Task statement - Copy exactly the lines of the material below that run from the one containing "Where can you spot the horse's" through the one containing "Where can you spot the column". Copy no other lines.

═══ Data for processing

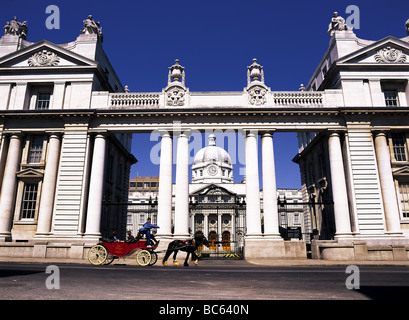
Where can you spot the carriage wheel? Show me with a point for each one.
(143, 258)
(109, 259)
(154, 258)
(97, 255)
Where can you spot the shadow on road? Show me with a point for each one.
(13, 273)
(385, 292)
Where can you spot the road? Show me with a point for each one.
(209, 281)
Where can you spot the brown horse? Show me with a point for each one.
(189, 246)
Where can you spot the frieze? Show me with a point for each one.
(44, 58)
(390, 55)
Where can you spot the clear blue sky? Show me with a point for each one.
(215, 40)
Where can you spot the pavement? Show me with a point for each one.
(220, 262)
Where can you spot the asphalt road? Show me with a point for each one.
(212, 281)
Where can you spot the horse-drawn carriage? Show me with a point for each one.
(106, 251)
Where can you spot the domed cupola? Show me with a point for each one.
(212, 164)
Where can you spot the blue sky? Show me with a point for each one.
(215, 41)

══════
═══ Data for processing

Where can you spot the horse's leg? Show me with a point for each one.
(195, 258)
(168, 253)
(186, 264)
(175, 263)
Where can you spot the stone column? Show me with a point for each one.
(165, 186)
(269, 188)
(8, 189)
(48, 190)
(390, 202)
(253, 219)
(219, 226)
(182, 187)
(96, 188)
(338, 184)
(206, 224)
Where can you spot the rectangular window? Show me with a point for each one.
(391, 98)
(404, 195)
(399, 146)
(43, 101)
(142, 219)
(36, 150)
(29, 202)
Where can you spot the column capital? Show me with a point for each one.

══════
═══ Data for processing

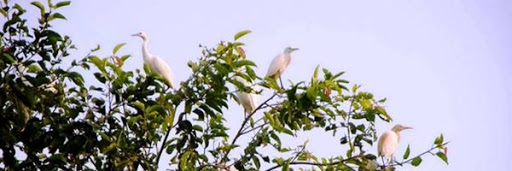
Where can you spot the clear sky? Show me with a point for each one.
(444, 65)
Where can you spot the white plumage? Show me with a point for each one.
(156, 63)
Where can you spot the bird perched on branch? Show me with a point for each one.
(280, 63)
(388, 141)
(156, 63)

══════

Your response -
Where can you spot the horse's leg? Show me with a point for each one.
(195, 258)
(168, 253)
(186, 264)
(175, 263)
Where can you spot the stone column? Show me with a point for each one.
(165, 186)
(269, 188)
(8, 189)
(48, 190)
(390, 202)
(253, 219)
(219, 226)
(182, 187)
(96, 188)
(338, 184)
(206, 224)
Where can you spot the rectangular window? Show me with a point for each one.
(391, 98)
(404, 195)
(399, 146)
(43, 101)
(142, 219)
(36, 150)
(29, 202)
Where can you spot the column capital? Show me with a point for each one.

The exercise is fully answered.